# Required work
Give back, word for word, every line from the one containing "Please return a" to the end of the listing, and nothing more.
────────
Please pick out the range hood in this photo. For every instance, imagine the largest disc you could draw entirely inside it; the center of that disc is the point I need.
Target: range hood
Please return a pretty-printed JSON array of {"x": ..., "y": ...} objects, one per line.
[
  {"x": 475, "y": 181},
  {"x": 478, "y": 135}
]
────────
# Solution to this problem
Please return a pretty-printed JSON array of {"x": ..., "y": ...} objects, one per line.
[
  {"x": 475, "y": 181},
  {"x": 478, "y": 135}
]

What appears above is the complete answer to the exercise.